Exercise goal | Once you have read the entries, copy all of them exactly.

── Data extract

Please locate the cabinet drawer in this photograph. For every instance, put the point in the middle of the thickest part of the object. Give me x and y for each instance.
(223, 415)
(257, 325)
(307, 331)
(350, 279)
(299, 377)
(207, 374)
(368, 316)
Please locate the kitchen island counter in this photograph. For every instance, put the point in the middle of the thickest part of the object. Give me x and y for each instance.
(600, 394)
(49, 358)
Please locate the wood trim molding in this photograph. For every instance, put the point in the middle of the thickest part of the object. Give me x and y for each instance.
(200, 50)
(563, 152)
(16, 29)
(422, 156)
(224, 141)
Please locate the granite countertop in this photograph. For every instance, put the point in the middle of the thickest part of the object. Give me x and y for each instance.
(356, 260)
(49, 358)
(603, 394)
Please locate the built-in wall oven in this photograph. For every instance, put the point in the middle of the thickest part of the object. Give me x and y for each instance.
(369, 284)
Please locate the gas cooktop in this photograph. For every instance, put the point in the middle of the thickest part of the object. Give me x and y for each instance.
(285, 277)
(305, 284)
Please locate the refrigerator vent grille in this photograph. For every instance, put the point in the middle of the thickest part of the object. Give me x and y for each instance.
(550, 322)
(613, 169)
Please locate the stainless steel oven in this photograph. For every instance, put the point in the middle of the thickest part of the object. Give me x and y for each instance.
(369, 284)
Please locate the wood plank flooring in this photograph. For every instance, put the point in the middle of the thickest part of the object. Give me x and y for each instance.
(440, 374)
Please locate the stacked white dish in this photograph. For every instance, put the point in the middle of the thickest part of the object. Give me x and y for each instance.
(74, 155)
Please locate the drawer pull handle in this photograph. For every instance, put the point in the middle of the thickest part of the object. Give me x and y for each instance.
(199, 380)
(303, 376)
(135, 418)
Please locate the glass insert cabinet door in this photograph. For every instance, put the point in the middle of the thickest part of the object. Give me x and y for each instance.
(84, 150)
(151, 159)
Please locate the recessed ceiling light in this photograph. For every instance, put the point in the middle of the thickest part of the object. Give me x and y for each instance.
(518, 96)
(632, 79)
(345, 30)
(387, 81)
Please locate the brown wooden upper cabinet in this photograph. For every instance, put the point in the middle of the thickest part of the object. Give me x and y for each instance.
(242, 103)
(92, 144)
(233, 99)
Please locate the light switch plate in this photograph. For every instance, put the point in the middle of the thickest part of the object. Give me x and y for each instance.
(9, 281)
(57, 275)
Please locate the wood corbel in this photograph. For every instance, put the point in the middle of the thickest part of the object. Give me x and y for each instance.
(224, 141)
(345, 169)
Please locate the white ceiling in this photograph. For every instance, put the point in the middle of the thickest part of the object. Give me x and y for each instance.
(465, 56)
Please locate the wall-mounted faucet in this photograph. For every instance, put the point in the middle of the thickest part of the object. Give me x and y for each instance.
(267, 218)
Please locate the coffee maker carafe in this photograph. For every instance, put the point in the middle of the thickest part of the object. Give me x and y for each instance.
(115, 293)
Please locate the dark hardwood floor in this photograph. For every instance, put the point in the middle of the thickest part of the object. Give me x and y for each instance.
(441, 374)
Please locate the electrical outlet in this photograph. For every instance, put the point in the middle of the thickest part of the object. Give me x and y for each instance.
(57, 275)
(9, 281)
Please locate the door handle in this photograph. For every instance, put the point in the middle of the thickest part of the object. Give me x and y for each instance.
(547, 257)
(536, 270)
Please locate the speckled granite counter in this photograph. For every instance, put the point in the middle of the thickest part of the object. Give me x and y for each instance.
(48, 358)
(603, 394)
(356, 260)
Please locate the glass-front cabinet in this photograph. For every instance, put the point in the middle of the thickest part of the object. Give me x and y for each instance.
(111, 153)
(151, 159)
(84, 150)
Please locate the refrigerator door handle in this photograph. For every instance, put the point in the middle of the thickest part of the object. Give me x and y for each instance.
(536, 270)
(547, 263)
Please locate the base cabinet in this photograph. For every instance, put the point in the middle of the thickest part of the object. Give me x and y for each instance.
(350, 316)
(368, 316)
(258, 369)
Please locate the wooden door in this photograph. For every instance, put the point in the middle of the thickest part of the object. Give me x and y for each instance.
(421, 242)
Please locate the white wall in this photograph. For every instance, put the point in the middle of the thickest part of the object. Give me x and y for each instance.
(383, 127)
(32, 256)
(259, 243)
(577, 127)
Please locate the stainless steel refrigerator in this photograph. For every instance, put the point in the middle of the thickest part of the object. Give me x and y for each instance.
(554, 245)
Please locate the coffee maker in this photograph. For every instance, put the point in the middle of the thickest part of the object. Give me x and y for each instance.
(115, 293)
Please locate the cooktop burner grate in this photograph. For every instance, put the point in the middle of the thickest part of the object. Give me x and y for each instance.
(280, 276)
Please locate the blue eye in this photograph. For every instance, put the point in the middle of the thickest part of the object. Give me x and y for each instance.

────

Answer space |
Please locate the cabinet drawer in this photograph. For every instance, put the point in the middle of the thickest part of the object. Give me x and y for each instance.
(223, 415)
(257, 325)
(307, 331)
(350, 279)
(299, 377)
(207, 374)
(368, 316)
Please locate the kitchen island counter in this photograph. For every instance, put the point in the middle of the thickest part of the object. Give me x and y for each instance.
(600, 394)
(49, 358)
Please locate the wood trim molding in this photograph. For every instance, put the point in the middle of the thickest part of the object. Give me x and y for each instance.
(200, 50)
(563, 152)
(16, 29)
(422, 156)
(224, 141)
Please locate the granite countertop in this photograph. For every instance, put the point in the middle of the thickest part of the object. Give me x and y for each instance.
(356, 260)
(49, 358)
(603, 394)
Please locate the built-in wall oven in this photograph. For every instance, put the point in the middle of the thickest part of the object. Give me x and y for each instance.
(369, 284)
Please locate the gas cooktop in this photograph. For every instance, put the point in the middle of the thickest part of the object. Give me x and y for each instance.
(285, 277)
(305, 284)
Please locate the refrigerator vent grille in this photograph. For every instance, put the point in the middle of the thickest part of the object. Give me x and y for each instance.
(550, 322)
(613, 169)
Please locate the stainless steel oven in this photograph. For every instance, put the point in the middle of the thickest part of the object. Give me x and y for each instance.
(369, 284)
Please locate the wood plank flooring in this photograph. For every instance, put the point in the middle of the thickest part of the object. Give me x and y for each instance.
(440, 374)
Please locate the stacked white dish in this photograph. For every instance, put the point in the middle of the thickest part of the object. Give me x and y for each instance.
(74, 155)
Please locate the drawer pull handle in this photograph. For every instance, put the point in the middle of the thickest part of the object. Give me x and y for each instance.
(199, 380)
(303, 376)
(135, 418)
Please locate the glass insert cabinet door in this photograph. For every instance, put the point in the middle of the thickest part of the object. Give me x and y for each instance.
(84, 150)
(151, 159)
Please locate the recessed ceiling light in this photograph. For every instance, put the point in the middle of the thickest part of the object. Give me x and y for each instance.
(518, 96)
(632, 79)
(345, 30)
(387, 81)
Please locate the brown wooden upper cabinet in this photograph. For every instance, put the point in the middle of the thickest part of the object. Give me x and y for each instance.
(242, 103)
(92, 144)
(233, 99)
Please locate the light switch plate in this photograph. For every instance, put the point in the middle of the thickest part of the object. Give me x and y for each instance.
(9, 281)
(57, 275)
Please locate the wood corbel in this photograph. For every instance, put the point in the middle of the thickest part of the object. Give me x and y for each instance.
(224, 141)
(345, 169)
Please locate the white ceiling in this photograph. For every instance, put the point in the middle of the thickest part of the object. Give me x and y for each instance.
(465, 56)
Please locate the wall-mounted faucet in this photograph. For every instance, put the point in the middle of the thickest part of the object. Give me x and y for each instance.
(267, 218)
Please locate the coffee maker carafe in this photograph. For every instance, put the point in the middle of the thickest part of the object. Give me x and y for each instance.
(115, 293)
Please locate the dark hardwood floor in this photograph. For every instance, put the point in the middle of the thickest part of the object. Give me x and y for each instance.
(441, 374)
Please locate the electrical outlet in this photograph. For every instance, put the point in the middle of the thickest part of the object. Give me x and y for each instance.
(57, 275)
(9, 281)
Please locate the door handle in this photograph. For every instance, put the point in the middle of the thickest part of the object. Give me x and y for each instance.
(547, 257)
(536, 270)
Please locate the speckled granite counter in this photograph. For every instance, put the point in the middle of the thickest part of the object. Give me x and y for each instance.
(48, 358)
(603, 394)
(356, 260)
Please locate the glass-front cabinet in this photograph. For every instance, put the point in the middle of the thickest part of the object. Give me x and y for each instance.
(111, 153)
(151, 159)
(84, 150)
Please locate the refrigerator door handle in this photograph. For every instance, put the point in the middle of the thickest part of the object. Give me x and y for each instance.
(536, 270)
(547, 263)
Please locate the base cabinet in this photograph. For every instance, put the point in the middle of the thickest part of the object. Give me x and y for each instance.
(350, 316)
(368, 316)
(258, 369)
Please locate the wooden door in this photograph. For every instance, put the point in the middle of the thickest part of the object. Give me x and y for each instance.
(421, 242)
Please locate the white wall in this photograph. For every instance, put the point in the middle of the thickest part of the object. Give me x and y for each instance.
(383, 127)
(32, 256)
(259, 243)
(577, 127)
Please locate the stainless steel refrigerator in this photograph. For every instance, put the point in the middle of the thickest part of the object. Give me x and y for each instance.
(554, 245)
Please locate the coffee maker in this photograph. For every instance, put the point in the middle of the thickest part of the object. Give me x and y for each instance.
(115, 293)
Please locate the cooktop burner grate in this photograph. For every instance, put the point in the middle of the thickest part of the object. Give me x and y for each instance.
(280, 276)
Please locate the blue eye in this photograph. For every instance, put the point in the middle of the thickest part of the object. Give me x and y for each instance.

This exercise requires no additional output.